What is required
Reproduce verbatim the stretch of records from the line containing "of brown leather" through the line containing "[583,302,631,430]", including both of those lines, and output nothing else.

Data for this task

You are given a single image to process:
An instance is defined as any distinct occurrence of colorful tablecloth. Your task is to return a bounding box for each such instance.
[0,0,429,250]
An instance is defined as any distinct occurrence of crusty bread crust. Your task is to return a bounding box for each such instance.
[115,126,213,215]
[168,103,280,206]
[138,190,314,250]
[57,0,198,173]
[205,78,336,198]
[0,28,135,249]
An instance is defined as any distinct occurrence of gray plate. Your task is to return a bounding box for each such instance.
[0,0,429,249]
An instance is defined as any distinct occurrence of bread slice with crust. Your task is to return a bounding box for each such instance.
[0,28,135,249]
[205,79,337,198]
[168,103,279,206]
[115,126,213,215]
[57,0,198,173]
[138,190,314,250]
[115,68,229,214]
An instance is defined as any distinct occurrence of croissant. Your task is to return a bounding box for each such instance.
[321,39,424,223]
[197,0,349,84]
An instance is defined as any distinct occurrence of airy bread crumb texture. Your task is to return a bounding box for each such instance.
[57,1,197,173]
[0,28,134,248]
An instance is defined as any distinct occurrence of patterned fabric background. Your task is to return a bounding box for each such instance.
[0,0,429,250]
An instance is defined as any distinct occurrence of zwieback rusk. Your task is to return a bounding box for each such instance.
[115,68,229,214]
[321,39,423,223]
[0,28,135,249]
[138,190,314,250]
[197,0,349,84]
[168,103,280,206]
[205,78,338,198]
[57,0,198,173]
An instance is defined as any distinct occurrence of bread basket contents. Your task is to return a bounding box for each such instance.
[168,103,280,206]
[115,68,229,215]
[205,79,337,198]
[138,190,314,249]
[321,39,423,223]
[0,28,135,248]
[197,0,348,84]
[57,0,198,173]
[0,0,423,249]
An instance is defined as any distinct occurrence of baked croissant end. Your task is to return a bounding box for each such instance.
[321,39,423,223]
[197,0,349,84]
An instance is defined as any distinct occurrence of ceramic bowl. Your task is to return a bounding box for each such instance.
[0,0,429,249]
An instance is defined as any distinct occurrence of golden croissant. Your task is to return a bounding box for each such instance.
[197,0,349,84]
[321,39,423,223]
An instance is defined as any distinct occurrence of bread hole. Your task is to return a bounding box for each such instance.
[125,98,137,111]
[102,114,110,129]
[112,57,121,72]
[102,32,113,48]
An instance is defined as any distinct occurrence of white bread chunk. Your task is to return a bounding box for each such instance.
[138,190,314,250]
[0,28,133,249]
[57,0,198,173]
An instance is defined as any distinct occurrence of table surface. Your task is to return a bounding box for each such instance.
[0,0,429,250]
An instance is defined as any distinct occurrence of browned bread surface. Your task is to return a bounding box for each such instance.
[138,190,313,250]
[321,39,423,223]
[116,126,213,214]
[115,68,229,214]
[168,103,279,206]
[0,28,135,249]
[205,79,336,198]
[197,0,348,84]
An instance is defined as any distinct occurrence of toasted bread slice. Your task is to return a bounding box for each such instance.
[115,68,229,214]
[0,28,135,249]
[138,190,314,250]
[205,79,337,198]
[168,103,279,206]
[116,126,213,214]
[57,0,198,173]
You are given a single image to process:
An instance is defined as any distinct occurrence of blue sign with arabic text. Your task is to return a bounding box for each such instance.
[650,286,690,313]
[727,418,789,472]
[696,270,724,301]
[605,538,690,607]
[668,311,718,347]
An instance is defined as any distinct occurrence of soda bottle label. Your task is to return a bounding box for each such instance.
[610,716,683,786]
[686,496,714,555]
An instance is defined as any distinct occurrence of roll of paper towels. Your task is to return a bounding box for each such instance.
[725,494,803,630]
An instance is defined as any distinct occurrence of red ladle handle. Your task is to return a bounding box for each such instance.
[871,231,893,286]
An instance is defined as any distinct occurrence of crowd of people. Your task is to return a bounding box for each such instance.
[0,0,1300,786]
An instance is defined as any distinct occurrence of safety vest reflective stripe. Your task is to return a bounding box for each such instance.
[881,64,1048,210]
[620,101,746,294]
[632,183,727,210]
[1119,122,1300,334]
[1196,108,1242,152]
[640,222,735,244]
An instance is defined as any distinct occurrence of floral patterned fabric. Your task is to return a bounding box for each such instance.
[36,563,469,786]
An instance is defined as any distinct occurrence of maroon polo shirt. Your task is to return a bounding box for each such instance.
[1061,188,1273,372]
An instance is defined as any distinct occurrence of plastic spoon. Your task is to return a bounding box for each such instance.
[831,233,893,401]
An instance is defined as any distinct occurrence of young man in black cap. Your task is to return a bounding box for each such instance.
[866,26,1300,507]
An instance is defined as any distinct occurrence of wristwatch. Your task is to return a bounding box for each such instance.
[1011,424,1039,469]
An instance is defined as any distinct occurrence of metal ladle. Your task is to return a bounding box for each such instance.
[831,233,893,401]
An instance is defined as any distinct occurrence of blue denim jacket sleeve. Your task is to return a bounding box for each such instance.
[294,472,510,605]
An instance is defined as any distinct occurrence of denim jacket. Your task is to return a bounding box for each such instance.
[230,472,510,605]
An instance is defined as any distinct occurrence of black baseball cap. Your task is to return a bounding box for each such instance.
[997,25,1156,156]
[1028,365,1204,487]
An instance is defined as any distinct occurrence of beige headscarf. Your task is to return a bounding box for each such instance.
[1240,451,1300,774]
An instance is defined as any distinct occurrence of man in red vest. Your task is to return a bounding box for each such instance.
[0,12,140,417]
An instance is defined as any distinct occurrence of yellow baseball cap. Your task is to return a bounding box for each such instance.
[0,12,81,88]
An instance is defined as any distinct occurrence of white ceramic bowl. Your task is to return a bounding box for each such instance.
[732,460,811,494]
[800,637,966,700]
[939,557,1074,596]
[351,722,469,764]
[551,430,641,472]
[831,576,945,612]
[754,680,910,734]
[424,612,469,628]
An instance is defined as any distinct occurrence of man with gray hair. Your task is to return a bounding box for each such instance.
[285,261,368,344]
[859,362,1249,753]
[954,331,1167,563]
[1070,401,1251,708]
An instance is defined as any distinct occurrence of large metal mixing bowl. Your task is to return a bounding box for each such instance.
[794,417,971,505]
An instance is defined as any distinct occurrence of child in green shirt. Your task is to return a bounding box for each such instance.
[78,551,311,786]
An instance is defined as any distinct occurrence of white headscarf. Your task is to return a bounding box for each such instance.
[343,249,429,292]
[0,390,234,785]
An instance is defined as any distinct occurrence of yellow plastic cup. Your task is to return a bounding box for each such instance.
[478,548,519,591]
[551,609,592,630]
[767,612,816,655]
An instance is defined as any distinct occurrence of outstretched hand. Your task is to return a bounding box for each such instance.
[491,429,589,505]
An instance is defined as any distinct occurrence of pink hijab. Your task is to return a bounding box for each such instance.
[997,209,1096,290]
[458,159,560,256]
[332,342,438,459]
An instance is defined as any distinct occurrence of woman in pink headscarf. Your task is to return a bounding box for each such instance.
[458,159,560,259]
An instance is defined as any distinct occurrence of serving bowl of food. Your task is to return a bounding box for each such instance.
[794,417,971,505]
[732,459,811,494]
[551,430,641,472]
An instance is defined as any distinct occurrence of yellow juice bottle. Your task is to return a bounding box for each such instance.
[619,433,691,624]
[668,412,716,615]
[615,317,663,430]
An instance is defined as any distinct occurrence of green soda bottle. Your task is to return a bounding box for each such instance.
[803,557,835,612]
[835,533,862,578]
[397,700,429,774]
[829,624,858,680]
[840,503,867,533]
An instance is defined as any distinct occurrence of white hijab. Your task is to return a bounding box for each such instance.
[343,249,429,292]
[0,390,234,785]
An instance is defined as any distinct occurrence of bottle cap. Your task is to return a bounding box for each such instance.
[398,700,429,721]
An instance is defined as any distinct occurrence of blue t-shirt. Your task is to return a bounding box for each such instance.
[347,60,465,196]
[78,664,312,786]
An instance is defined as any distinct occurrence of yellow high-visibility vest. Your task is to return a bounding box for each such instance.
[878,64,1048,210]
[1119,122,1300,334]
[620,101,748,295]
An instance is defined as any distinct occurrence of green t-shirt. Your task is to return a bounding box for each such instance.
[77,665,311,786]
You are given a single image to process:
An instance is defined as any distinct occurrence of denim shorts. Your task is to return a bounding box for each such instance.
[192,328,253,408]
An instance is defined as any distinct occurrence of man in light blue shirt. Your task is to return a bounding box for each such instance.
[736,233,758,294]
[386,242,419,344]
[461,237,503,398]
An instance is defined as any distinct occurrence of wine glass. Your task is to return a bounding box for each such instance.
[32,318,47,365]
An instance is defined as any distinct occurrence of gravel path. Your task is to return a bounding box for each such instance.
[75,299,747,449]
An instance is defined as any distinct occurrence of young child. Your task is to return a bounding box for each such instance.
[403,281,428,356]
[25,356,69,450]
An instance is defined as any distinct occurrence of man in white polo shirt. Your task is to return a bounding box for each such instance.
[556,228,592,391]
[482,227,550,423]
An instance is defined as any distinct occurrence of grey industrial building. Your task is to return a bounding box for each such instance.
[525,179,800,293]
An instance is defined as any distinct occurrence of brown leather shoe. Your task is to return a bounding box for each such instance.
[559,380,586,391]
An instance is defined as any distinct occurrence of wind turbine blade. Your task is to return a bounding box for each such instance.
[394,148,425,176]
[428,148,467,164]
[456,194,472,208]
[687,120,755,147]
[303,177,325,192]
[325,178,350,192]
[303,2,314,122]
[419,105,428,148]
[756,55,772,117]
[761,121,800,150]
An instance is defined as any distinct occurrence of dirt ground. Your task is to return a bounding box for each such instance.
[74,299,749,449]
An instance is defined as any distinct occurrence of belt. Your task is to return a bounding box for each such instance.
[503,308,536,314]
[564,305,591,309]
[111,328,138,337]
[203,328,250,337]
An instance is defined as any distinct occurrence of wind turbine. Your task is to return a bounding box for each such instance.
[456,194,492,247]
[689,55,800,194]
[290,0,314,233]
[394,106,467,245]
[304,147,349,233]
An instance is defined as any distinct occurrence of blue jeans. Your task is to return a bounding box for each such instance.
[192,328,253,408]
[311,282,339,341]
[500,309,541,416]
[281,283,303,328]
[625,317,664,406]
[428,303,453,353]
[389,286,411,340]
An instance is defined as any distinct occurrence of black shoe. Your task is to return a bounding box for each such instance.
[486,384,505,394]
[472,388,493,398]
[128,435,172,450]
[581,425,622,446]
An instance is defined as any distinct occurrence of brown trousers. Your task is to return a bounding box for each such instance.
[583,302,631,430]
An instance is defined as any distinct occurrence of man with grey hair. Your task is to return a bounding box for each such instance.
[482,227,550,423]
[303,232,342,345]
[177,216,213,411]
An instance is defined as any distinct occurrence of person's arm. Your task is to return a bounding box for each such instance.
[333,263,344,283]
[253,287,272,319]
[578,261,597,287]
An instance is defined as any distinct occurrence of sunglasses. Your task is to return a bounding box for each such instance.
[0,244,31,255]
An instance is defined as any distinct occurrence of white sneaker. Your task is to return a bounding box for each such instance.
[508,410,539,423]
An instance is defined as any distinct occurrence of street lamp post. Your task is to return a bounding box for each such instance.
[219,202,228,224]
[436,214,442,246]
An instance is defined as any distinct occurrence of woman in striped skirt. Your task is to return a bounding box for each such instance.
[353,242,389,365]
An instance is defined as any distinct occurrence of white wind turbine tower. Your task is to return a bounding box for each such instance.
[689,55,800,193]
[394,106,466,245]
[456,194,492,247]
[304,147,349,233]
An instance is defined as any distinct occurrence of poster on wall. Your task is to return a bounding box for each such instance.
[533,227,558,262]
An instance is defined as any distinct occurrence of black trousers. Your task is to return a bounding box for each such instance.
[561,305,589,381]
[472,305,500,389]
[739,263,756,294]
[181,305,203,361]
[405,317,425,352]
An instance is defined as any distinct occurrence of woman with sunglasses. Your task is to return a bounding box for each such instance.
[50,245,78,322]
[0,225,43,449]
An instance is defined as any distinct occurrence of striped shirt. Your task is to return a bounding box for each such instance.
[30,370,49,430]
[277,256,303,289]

Finished exercise
An instance is defined as any distinct occurrence of brown leather shoe. Your task is to return a bounding box for each such instance.
[559,380,586,391]
An instance is defined as any distinct occurrence of wind turbine blade. Your task is to return a bounding box for each such instance.
[394,148,425,176]
[428,148,467,164]
[456,194,472,208]
[687,120,755,147]
[303,177,325,192]
[325,178,350,192]
[303,2,314,122]
[419,105,428,148]
[756,55,772,117]
[761,121,800,150]
An instance is defined as any distinct occurrence of dirt ground. Your task is to return a bounding box for each such instance.
[74,299,749,449]
An instance is defined as any distinct occurrence of belt. Your task is to return a bounding box for each such instance.
[503,308,536,314]
[564,305,591,309]
[111,328,138,337]
[203,328,250,337]
An instance is defined as any distinct occurrence of wind turbine. Your task is to return a bounding box for each such instance.
[456,194,492,247]
[689,55,800,194]
[290,0,314,233]
[394,106,467,245]
[304,147,349,233]
An instance is defined as any distinct occurrence of blue jeans. Your task is to return a bounding box for each such instance.
[192,328,253,408]
[311,282,339,341]
[500,309,541,416]
[281,283,303,328]
[625,317,664,406]
[428,303,453,353]
[389,286,411,340]
An instance is defined as any distinct occurrence of black shoe. Your task is to return a bounding box for each such instance.
[486,384,505,394]
[472,388,493,398]
[128,435,172,450]
[581,425,622,446]
An instance is defined as any distinct occurrence of brown trousers. Your task is to return a bounding box for each such instance.
[583,302,631,430]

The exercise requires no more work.